When you respond, write out each entry exactly as it stands.

━━ Dataset records ━━

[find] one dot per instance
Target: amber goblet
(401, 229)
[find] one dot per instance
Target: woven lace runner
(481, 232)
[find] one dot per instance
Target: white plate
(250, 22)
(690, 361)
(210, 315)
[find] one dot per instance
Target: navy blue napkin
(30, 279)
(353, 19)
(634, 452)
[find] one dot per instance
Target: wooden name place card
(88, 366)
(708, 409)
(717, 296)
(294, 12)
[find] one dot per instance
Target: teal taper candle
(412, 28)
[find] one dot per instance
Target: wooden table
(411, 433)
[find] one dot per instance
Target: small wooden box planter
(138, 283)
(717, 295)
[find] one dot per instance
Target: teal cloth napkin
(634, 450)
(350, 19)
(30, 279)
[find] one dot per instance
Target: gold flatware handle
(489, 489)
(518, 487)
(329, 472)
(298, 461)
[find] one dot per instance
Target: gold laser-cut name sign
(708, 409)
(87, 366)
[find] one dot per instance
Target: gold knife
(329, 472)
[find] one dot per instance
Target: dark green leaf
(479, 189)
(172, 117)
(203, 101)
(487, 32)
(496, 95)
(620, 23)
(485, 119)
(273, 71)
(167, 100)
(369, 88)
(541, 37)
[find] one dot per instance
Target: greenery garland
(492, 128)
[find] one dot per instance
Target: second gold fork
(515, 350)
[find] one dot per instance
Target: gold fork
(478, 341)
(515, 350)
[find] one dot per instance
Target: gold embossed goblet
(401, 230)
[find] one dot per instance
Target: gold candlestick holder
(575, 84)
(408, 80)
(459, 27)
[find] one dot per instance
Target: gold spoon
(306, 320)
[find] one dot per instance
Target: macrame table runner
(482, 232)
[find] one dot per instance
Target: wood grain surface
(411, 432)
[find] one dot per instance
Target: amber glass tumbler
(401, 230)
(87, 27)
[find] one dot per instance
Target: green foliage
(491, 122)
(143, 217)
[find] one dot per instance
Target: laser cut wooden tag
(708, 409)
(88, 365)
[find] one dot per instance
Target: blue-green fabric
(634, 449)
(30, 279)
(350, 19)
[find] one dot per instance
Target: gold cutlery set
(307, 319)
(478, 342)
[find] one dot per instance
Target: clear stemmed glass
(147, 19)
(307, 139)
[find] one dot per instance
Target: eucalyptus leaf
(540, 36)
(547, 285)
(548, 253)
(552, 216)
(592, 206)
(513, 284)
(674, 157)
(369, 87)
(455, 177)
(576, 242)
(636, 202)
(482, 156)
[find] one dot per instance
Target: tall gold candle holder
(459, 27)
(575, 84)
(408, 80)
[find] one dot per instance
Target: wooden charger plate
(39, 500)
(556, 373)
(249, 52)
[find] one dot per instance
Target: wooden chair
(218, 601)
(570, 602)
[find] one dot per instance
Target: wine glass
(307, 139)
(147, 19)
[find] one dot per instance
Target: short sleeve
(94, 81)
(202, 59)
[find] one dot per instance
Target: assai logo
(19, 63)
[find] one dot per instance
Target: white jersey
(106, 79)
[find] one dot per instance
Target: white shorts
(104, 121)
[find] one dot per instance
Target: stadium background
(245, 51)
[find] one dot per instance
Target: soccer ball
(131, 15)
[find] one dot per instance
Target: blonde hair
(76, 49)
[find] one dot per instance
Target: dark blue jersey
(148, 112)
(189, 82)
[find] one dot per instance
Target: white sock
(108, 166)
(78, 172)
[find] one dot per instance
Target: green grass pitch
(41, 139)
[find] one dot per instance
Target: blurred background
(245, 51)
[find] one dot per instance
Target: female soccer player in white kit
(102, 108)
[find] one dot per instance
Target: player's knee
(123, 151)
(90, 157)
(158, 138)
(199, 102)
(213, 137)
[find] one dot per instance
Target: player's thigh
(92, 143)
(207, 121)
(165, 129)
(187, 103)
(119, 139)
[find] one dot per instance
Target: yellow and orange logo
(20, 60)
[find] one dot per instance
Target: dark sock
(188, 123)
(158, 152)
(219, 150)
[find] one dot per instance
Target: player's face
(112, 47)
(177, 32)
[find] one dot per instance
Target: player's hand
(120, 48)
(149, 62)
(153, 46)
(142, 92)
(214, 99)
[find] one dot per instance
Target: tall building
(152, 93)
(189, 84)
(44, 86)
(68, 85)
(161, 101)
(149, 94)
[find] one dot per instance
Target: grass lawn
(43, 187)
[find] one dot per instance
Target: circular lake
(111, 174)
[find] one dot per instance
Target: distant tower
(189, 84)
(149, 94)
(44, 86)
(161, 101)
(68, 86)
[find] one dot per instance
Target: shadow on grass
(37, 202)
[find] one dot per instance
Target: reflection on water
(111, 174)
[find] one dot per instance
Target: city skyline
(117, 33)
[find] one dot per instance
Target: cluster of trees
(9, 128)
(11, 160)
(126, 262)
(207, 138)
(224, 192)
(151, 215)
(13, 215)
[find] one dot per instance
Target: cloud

━━━

Written response —
[find] one dot per instance
Target: amber goblet
(401, 229)
[find] one dot per instance
Target: woven lace runner
(481, 232)
[find] one dot per instance
Target: white plate
(250, 22)
(690, 361)
(210, 315)
[find] one dot per instance
Target: navy blue napkin
(30, 279)
(353, 19)
(634, 452)
[find] one dot per instance
Target: wooden name place card
(88, 366)
(708, 409)
(717, 296)
(294, 12)
[find] one dot per instance
Target: teal taper candle
(412, 28)
[find] one dot per instance
Target: wooden table
(411, 433)
[find] one dot per instance
Target: small wooden box planter
(138, 283)
(717, 295)
[find] one dot per instance
Target: teal cloth napkin
(634, 450)
(350, 19)
(30, 279)
[find] one dot per instance
Target: gold flatware handle
(489, 489)
(518, 487)
(329, 472)
(298, 461)
[find] one dot per instance
Target: gold laser-cut name sign
(708, 409)
(87, 366)
[find] one dot per instance
Target: gold knife
(329, 472)
[find] one dot per instance
Target: dark green leaf
(479, 189)
(172, 117)
(203, 101)
(487, 32)
(496, 95)
(620, 23)
(485, 119)
(273, 71)
(167, 100)
(369, 88)
(541, 37)
[find] one dot per instance
Target: greenery garland
(492, 128)
[find] one dot per instance
Target: second gold fork
(515, 350)
[find] one dot per instance
Target: gold fork
(478, 341)
(515, 350)
[find] one dot per instance
Target: gold embossed goblet
(401, 230)
[find] one dot per instance
Target: gold candlestick holder
(575, 84)
(408, 80)
(459, 27)
[find] one dot per instance
Target: gold spoon
(306, 320)
[find] one dot per instance
Target: macrame table runner
(482, 232)
[find] one dot per instance
Target: wood grain surface
(411, 432)
[find] one dot per instance
Target: amber glass tumbler
(401, 230)
(87, 27)
[find] one dot per instance
Target: green foliage
(491, 122)
(143, 217)
[find] one dot per instance
Target: laser cut wooden tag
(708, 409)
(88, 365)
[find] one dot per instance
Target: blue-green fabric
(634, 449)
(30, 279)
(350, 19)
[find] one dot per instance
Target: gold cutlery set
(307, 319)
(478, 342)
[find] one dot per instance
Target: clear stemmed glass
(147, 19)
(307, 139)
[find] one dot per instance
Target: eucalyptus leaf
(540, 36)
(547, 285)
(548, 253)
(552, 216)
(592, 206)
(513, 284)
(674, 157)
(369, 87)
(455, 177)
(576, 242)
(636, 202)
(482, 156)
[find] one dot per instance
Target: tall gold candle holder
(459, 27)
(575, 84)
(408, 80)
[find] one dot per instance
Target: wooden charger plate
(39, 500)
(556, 373)
(249, 52)
[find] one dot per instance
Target: wooden chair
(218, 601)
(570, 602)
[find] one dot per instance
Target: wine glass
(307, 139)
(147, 19)
[find] one dot per instance
Target: short sleeve
(94, 81)
(202, 59)
[find] one dot per instance
Target: assai logo
(19, 63)
[find] one dot per instance
Target: white jersey
(106, 79)
[find] one dot per instance
Target: white shorts
(104, 121)
[find] one dot per instance
Target: stadium background
(245, 51)
[find] one dot per instance
Target: soccer ball
(131, 15)
[find] one dot per instance
Target: blonde hair
(76, 49)
[find] one dot per instance
Target: dark blue jersey
(148, 112)
(189, 82)
[find] one dot per instance
Target: white sock
(108, 166)
(78, 172)
[find] one dot per instance
Target: green grass pitch
(41, 139)
[find] one dot per instance
Target: blurred background
(245, 51)
[find] one dot per instance
Target: female soccer player in white kit
(102, 108)
[find] one dot per instance
Target: player's knee
(123, 151)
(90, 157)
(158, 138)
(199, 102)
(213, 137)
[find] one dot per instance
Target: player's thigh
(92, 143)
(207, 121)
(165, 129)
(187, 103)
(119, 139)
[find] one dot per instance
Target: yellow and orange logo
(20, 60)
[find] one dot per instance
Target: dark sock
(188, 123)
(158, 152)
(219, 150)
[find] one dot per instance
Target: player's face
(112, 47)
(177, 32)
[find] one dot per instance
Target: player's hand
(120, 48)
(149, 62)
(153, 46)
(142, 92)
(214, 99)
[find] one dot per instance
Target: tall building
(152, 93)
(189, 84)
(44, 86)
(68, 85)
(161, 101)
(149, 94)
[find] one dot per instance
Target: grass lawn
(43, 187)
[find] one dot per instance
Target: circular lake
(111, 174)
[find] one dot per instance
Target: distant tower
(189, 84)
(149, 94)
(44, 86)
(161, 101)
(68, 86)
[find] one dot per instance
Target: shadow on grass
(37, 202)
[find] one dot per instance
Target: reflection on water
(111, 174)
[find] one dot per instance
Target: city skyline
(117, 33)
[find] one dot per instance
Target: cluster of trees
(9, 128)
(11, 160)
(126, 262)
(207, 138)
(224, 192)
(151, 215)
(13, 215)
[find] one dot per instance
Target: cloud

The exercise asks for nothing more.